WHAT IS BEING ASKED: Repeat, exactly and completely, the entries shown underneath.

DATA FOR THIS EXERCISE:
---
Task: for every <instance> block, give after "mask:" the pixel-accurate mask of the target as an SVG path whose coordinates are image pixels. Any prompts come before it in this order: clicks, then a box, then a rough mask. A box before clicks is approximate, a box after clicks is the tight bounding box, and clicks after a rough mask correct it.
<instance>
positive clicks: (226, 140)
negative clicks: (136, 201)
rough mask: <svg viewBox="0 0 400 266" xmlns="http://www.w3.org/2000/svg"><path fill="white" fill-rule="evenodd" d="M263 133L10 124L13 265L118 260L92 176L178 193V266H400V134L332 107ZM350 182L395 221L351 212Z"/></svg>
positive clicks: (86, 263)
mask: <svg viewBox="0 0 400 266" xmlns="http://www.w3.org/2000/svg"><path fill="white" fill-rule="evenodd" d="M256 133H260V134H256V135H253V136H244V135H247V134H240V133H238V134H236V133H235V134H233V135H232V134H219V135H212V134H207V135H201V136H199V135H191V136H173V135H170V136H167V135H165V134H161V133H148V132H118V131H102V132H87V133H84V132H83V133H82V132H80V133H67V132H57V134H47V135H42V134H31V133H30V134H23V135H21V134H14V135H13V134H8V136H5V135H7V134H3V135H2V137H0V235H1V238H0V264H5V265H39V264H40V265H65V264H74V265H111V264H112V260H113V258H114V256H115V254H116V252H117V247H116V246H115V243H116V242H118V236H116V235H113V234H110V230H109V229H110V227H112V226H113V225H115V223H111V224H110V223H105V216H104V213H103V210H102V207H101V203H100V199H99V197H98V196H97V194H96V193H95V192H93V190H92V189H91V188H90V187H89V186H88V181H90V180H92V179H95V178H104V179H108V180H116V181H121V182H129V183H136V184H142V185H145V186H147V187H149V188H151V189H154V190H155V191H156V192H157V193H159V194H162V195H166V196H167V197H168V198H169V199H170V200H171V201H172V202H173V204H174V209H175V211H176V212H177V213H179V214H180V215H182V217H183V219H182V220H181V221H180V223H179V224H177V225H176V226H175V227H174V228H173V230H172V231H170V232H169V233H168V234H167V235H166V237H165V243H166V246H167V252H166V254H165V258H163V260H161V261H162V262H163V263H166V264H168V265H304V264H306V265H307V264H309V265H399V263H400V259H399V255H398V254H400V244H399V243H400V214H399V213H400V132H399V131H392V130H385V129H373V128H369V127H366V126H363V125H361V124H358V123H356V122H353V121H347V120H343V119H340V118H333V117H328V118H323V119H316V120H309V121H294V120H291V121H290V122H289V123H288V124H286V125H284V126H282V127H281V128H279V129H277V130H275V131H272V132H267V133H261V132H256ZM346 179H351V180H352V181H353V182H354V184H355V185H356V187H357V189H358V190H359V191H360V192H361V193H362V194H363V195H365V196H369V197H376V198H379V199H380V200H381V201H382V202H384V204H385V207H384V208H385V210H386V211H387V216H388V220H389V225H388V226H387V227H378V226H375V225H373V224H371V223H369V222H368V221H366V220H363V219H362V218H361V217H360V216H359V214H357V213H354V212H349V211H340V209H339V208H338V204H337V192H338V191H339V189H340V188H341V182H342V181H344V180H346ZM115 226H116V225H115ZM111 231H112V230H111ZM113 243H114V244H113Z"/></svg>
---
FINISHED TASK:
Task: for every <instance> block, give after "mask:" the pixel-accurate mask of the target as an SVG path whose coordinates are image pixels. Any prompts come before it in this order: clicks, then a box, then a rough mask. A box before clicks is approximate, a box after clicks is the tight bounding box, and clicks after a rough mask correct it.
<instance>
positive clicks: (226, 140)
negative clicks: (136, 201)
rough mask: <svg viewBox="0 0 400 266" xmlns="http://www.w3.org/2000/svg"><path fill="white" fill-rule="evenodd" d="M263 133L10 124L13 265L118 260L92 176L178 193V266H400V134L332 107ZM350 182L395 221L351 212Z"/></svg>
positive clicks: (86, 263)
mask: <svg viewBox="0 0 400 266" xmlns="http://www.w3.org/2000/svg"><path fill="white" fill-rule="evenodd" d="M256 133H260V134H256V135H253V136H244V135H247V134H240V133H238V134H236V133H235V134H233V135H232V134H219V135H212V134H207V135H201V136H199V135H191V136H173V135H170V136H167V135H165V134H161V133H148V132H118V131H102V132H87V133H84V132H83V133H82V132H80V133H67V132H57V134H47V135H42V134H31V133H30V134H23V135H21V134H14V135H13V134H8V136H5V135H7V134H3V135H2V137H0V235H1V238H0V264H5V265H39V264H40V265H65V264H74V265H111V264H112V260H113V258H114V256H115V254H116V252H117V247H116V246H115V243H116V242H118V236H116V235H113V234H110V230H109V229H110V227H112V226H113V225H115V223H111V224H110V223H105V216H104V213H103V210H102V207H101V203H100V199H99V197H98V196H97V194H96V193H95V192H93V190H92V189H91V188H90V187H89V186H88V181H90V180H92V179H95V178H104V179H108V180H116V181H121V182H129V183H136V184H142V185H145V186H147V187H149V188H151V189H154V190H155V191H156V192H157V193H159V194H162V195H166V196H167V197H168V198H169V199H170V200H171V201H172V202H173V204H174V209H175V211H176V212H177V213H179V214H180V215H182V217H183V219H182V220H181V221H180V223H179V224H177V225H176V226H175V227H174V228H173V230H172V231H170V232H169V233H168V234H167V235H166V237H165V243H166V246H167V252H166V254H165V258H163V260H161V261H162V262H163V263H166V264H168V265H304V264H306V265H307V264H309V265H399V263H400V259H399V255H398V254H400V244H399V243H400V214H399V213H400V132H399V131H392V130H385V129H373V128H369V127H366V126H363V125H361V124H358V123H356V122H353V121H347V120H343V119H340V118H333V117H328V118H323V119H316V120H309V121H294V120H291V121H290V122H289V123H288V124H286V125H284V126H282V127H281V128H279V129H277V130H275V131H272V132H267V133H261V132H256ZM346 179H351V180H352V181H353V182H354V184H355V185H356V187H357V189H358V190H359V191H360V192H361V193H362V194H363V195H365V196H369V197H376V198H379V199H380V200H381V201H382V202H384V204H385V207H384V208H385V210H386V211H387V216H388V220H389V225H388V226H387V227H378V226H375V225H373V224H371V223H369V222H368V221H366V220H363V219H362V218H361V217H360V216H359V214H357V213H354V212H349V211H340V209H339V208H338V204H337V192H338V191H339V189H340V188H341V182H342V181H344V180H346ZM115 226H116V225H115ZM111 231H112V230H111ZM113 243H114V244H113Z"/></svg>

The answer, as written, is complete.